§ Задание: Пожалуйста, назовите по отрывку, во сколько обошлась вся поездка.

§ Предоставленный отрывок:
====================
Вся эта поездка мне обошлась 28 рублей 50 копеек, то есть 4 куля ржи, или 9 кулей овса. Чему же я за эту сумму научился? Что узнал полезного?
А то, что и выставки, и съезды сельских хозяев, и сельскохозяйственные общества не более, как «отрадные явления», такие же, как приговоры о школах, об уничтожении кабаков и пр.
Прискорбно, однако, видеть, что есть, подобно мне, люди, которые верят и в выставки, и в съезды, и в отчеты. А какой отчет написан о нашей выставке!!
Выпив водочки и поужинав. – Батищевские собаки. – История Лыски. – Кому выл Цурик. – Передряга с кондитером Савельичем. – “Прихоти” Савельича. – Его изобретения. – Самодельная коляска. – Печенье из бобов. – Сердитый чиновник. Как введены были в Батищеве посевы льна. – Вся сила в бабах. Бабий труд и бабий сундук. – Введение плужной пашни в Батищеве. Корчевка березняка. – Что пень собьем, то грош найдем. – По поводу Пастера. – Мятье льна. – Мужик сер, да не черт его ум съел. – О коновалах.
Я отпраздновал пятую годовщину [5.1] … Зима в нынешнем году такая же лютая, как в 1870—71. Морозы стоят страшные — птицы замерзают.
Декабрь. В пять часов уже темно…
Я возвратился со скотного двора, выслушал отчеты старосты, сделал распоряжения на завтра, записал приход, расход, умолот и пр., напился чаю, спросил уроки у детей' и в восемь часов…
«Выпив водочки и поужинав», ложусь спать. Этой же фразой начиналось и мое первое письмо «из деревни», но приятель, которого я просил передать письмо в редакцию, вычеркнул слова: «выпив водочки». Вышло, по-моему, нескладно, а главное — неверно, потому кто же в деревне, будучи настолько богат, чтобы всегда иметь на дому водку, ложится спать, не выпив ее за ужином? Ясно, приятель вычеркнул эти слова, желая меня соблюсти. Известно, что у нас, если кто потеряет место и очутится без службы, да к тому же попадет в деревню, то он никакого дела себе найти не может, от скуки начинает пить и спивается, точно так же, как обратно мужик обыкновенно спивается, если попадет на службу, где у него никакого настоящего дела нет. Приятель, должно быть, боялся, чтобы не подумали, что я сделался в деревне пьяницей и, соблюдая меня, зачеркнул «выпить водочки». Обыкновенно все начинают с того, что выпивают только за ужином, потом привыкают выпивать и за обедом, потом, мало-помалу, привыкают опохмеляться утром, а раз человек стал опохмеляться — недаром говорится: «пей, да не опохмеляйся» — и утром натощак вместо чаю пить водку — кончено, разумеется, кончено для человека, который не работает. Работающему мужику нипочем, даже полезно выпить стакан водки в пять часов утра перед завтраком.
====================
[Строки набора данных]
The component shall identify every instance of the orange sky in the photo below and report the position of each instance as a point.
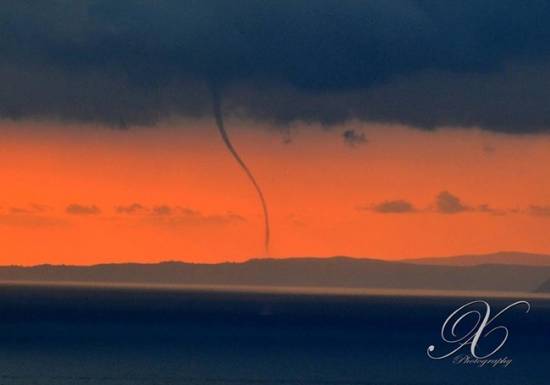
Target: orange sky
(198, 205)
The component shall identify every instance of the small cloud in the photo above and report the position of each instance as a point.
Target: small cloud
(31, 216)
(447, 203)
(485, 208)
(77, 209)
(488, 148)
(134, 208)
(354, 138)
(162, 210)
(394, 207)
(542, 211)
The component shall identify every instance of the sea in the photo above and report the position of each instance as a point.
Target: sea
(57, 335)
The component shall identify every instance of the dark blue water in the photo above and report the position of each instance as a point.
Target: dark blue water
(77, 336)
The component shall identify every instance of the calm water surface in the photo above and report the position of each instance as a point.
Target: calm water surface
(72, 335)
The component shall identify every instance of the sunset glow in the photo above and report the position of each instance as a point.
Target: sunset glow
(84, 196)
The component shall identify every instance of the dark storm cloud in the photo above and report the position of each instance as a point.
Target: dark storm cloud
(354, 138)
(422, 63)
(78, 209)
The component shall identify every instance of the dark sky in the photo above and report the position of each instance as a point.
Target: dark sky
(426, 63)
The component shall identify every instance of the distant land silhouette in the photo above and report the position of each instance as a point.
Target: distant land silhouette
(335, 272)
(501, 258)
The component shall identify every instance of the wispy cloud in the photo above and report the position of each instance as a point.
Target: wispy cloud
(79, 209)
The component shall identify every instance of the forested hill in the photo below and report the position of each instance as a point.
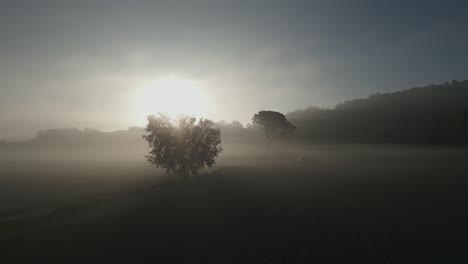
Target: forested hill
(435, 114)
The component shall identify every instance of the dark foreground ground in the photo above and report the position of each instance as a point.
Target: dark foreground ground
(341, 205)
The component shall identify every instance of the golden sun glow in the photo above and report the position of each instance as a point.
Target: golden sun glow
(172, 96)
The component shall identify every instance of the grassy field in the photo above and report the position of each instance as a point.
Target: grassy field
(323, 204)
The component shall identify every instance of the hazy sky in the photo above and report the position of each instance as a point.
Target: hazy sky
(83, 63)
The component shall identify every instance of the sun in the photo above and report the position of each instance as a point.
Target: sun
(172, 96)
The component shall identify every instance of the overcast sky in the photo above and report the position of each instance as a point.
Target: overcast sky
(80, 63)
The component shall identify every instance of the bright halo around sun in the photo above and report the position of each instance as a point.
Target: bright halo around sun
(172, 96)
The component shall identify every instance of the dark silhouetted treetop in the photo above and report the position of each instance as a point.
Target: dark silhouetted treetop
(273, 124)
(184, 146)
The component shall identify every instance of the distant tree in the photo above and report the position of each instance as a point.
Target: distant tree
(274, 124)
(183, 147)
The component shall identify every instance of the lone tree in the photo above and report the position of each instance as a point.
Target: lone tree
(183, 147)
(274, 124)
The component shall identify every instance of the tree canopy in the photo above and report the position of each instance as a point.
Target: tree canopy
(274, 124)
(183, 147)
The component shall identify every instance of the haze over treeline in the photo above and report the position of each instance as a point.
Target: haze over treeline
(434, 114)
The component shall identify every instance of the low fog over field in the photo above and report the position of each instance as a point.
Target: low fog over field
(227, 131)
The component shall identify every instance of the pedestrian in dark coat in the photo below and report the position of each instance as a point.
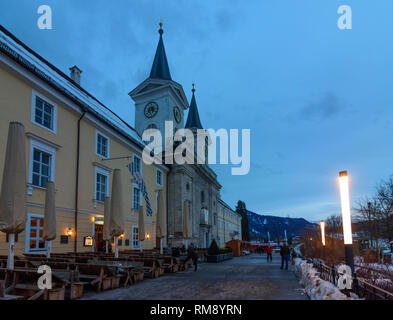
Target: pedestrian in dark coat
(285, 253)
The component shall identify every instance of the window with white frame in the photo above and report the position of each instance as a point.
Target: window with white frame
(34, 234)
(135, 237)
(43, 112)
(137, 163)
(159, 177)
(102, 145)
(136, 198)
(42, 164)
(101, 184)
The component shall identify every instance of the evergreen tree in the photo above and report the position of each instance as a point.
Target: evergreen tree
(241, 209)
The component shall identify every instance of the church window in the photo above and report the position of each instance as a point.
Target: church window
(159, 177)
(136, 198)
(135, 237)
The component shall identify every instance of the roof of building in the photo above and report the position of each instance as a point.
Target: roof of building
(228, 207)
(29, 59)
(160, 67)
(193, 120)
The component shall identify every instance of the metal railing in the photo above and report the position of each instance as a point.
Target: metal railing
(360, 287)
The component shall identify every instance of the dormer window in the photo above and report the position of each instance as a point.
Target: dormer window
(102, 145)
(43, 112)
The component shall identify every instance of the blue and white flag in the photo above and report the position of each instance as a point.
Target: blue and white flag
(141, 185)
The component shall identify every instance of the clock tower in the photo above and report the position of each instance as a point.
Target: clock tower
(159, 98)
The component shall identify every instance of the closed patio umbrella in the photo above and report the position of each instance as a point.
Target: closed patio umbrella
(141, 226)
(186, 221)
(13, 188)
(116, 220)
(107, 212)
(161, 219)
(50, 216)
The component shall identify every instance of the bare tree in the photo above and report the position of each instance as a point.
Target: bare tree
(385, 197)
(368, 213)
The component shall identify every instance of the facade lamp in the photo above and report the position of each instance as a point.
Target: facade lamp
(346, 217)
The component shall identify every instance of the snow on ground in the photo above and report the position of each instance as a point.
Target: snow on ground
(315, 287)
====================
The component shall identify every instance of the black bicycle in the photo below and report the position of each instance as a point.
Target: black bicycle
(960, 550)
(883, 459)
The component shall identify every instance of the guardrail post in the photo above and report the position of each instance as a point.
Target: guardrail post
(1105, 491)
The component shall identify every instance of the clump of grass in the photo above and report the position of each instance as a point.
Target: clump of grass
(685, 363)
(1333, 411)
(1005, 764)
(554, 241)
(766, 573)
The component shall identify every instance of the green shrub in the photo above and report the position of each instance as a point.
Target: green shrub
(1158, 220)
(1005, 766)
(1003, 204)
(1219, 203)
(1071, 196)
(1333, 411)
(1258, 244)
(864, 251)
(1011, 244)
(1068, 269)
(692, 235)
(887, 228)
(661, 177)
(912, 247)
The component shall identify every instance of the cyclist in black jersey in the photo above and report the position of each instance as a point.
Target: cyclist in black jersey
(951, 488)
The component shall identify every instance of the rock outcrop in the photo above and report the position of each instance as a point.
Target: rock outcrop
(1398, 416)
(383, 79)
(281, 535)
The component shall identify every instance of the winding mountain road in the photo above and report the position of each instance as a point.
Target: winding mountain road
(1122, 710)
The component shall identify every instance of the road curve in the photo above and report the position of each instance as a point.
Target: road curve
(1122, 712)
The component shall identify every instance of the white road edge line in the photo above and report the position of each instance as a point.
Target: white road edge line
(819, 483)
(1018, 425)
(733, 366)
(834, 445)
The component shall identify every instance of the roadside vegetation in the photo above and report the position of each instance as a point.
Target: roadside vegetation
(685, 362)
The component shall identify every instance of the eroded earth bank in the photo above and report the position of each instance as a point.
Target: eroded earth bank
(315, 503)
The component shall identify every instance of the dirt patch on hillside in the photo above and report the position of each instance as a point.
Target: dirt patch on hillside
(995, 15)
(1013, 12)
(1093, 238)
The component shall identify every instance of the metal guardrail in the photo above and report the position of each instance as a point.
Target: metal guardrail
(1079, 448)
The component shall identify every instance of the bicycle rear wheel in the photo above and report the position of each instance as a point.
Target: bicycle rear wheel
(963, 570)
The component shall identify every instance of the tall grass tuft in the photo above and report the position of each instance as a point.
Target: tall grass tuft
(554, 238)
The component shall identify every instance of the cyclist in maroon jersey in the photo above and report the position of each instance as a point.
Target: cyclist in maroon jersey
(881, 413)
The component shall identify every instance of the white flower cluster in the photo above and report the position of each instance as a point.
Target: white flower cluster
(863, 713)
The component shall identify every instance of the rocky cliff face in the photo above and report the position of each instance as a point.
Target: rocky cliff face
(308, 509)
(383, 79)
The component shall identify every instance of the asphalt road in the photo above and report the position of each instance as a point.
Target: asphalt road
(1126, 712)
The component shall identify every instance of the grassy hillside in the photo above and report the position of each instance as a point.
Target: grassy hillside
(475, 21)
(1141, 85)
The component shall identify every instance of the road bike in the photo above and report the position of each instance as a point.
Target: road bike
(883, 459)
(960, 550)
====================
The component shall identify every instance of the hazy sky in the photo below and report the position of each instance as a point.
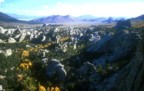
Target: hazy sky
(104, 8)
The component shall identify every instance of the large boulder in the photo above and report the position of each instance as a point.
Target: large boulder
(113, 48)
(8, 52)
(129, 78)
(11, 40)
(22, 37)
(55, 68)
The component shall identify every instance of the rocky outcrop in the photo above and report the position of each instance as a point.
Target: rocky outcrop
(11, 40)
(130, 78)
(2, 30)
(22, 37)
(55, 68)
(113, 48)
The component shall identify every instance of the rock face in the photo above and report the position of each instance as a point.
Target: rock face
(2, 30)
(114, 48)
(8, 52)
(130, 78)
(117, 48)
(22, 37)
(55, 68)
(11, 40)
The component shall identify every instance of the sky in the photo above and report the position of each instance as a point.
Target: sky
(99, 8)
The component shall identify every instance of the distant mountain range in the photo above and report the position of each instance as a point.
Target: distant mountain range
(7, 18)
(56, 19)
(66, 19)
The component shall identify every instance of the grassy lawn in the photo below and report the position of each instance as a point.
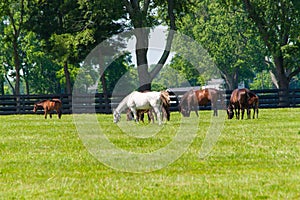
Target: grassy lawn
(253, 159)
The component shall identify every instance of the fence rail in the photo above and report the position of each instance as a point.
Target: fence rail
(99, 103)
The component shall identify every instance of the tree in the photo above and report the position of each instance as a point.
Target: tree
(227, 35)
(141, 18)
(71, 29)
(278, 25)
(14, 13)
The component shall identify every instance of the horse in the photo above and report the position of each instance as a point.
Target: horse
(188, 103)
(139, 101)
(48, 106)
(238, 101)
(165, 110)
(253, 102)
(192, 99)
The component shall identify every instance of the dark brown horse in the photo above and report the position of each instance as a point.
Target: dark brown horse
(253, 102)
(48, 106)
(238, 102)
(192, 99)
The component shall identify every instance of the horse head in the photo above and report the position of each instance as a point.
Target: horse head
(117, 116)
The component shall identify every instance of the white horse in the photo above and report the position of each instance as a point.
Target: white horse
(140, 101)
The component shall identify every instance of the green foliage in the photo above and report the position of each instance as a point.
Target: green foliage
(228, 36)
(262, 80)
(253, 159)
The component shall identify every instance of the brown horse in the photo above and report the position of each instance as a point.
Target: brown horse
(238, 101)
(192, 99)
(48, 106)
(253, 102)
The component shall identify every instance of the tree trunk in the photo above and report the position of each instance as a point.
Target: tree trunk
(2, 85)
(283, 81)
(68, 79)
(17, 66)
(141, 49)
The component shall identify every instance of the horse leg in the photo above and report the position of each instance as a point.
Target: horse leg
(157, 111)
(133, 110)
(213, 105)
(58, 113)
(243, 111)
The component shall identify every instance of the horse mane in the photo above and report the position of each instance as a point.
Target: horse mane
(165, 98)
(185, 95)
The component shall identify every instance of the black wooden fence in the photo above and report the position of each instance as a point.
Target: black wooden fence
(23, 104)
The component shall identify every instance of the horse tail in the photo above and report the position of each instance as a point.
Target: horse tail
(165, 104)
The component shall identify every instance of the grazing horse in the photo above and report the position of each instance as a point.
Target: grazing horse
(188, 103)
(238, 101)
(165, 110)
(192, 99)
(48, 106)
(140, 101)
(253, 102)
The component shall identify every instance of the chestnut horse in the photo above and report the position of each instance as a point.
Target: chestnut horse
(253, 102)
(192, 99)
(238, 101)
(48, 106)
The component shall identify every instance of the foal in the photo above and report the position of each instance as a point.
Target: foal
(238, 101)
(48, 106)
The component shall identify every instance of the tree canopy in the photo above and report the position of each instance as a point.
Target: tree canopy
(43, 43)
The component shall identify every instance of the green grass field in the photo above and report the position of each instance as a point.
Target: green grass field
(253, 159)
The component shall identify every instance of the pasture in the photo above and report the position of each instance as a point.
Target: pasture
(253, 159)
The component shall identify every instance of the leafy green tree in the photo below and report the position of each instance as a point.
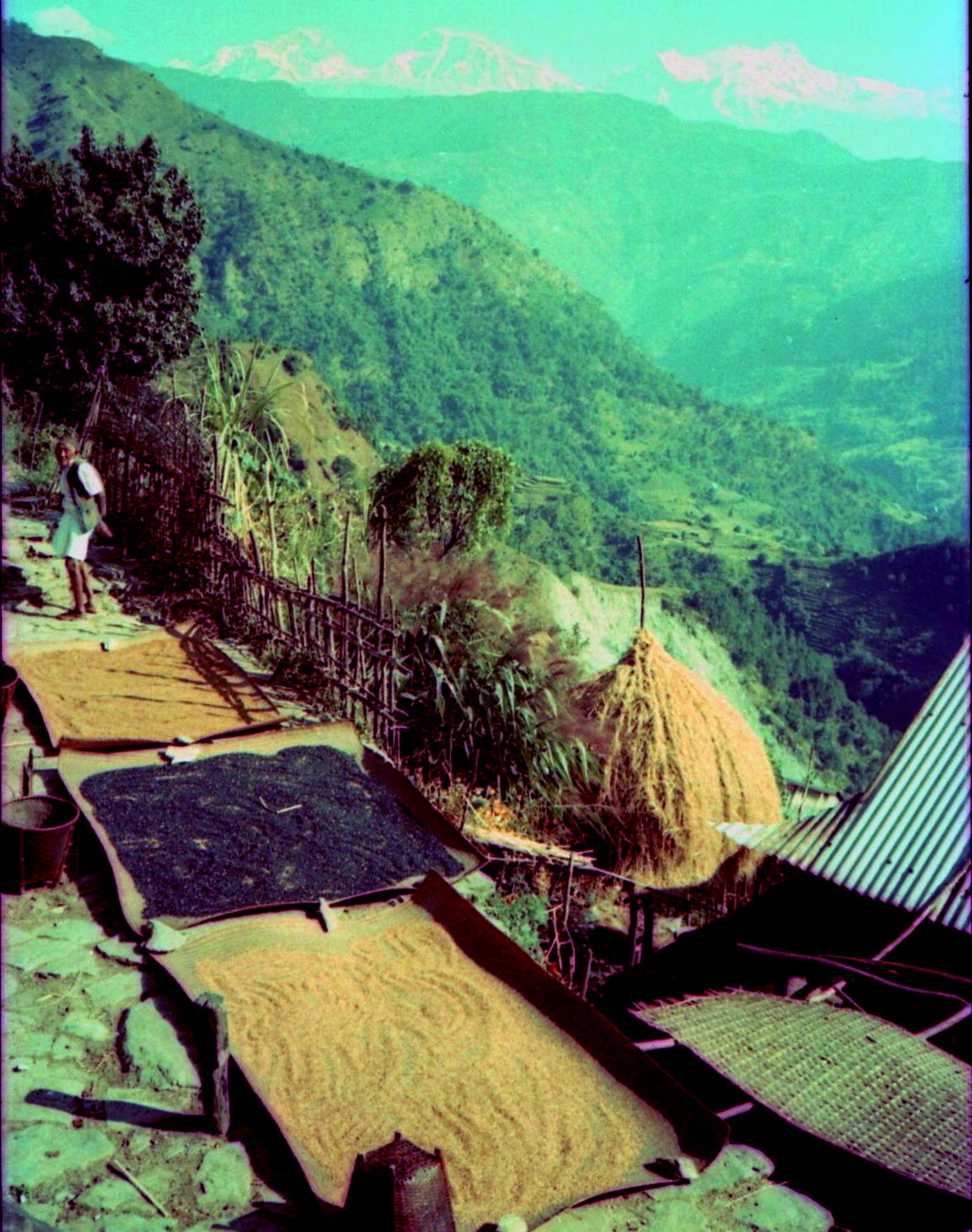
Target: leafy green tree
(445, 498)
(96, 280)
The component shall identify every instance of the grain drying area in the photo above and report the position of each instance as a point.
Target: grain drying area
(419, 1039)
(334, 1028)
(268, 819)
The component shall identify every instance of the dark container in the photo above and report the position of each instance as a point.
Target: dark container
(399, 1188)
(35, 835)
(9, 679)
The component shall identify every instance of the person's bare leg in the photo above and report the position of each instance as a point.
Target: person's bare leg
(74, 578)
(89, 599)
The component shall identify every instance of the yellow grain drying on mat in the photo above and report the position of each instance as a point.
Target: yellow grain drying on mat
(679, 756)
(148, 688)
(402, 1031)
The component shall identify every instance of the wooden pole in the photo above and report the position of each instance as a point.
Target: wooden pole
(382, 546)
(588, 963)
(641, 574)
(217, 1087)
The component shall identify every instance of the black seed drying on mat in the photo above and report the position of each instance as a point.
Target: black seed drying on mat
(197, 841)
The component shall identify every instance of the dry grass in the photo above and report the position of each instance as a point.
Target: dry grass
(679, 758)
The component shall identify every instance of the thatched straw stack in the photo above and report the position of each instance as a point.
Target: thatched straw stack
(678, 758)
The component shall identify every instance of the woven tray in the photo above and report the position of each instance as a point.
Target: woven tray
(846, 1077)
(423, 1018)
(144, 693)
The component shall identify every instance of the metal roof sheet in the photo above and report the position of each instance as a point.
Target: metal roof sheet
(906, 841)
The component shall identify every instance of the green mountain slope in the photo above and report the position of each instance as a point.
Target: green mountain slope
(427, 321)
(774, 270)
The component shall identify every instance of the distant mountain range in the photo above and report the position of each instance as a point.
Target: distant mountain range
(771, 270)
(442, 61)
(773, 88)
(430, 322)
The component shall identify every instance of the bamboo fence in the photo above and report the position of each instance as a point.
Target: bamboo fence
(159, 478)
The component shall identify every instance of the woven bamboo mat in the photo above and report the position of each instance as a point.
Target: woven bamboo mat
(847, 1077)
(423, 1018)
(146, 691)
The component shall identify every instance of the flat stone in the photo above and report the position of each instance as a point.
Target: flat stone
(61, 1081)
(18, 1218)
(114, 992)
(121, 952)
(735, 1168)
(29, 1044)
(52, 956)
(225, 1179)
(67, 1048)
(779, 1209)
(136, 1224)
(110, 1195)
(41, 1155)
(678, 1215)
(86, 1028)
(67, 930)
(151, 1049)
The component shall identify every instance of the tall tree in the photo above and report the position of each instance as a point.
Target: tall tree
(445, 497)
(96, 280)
====================
§ Ответ на задание: В 28 рублей 50 копеек, то есть 4 куля ржи, или 9 кулей овса.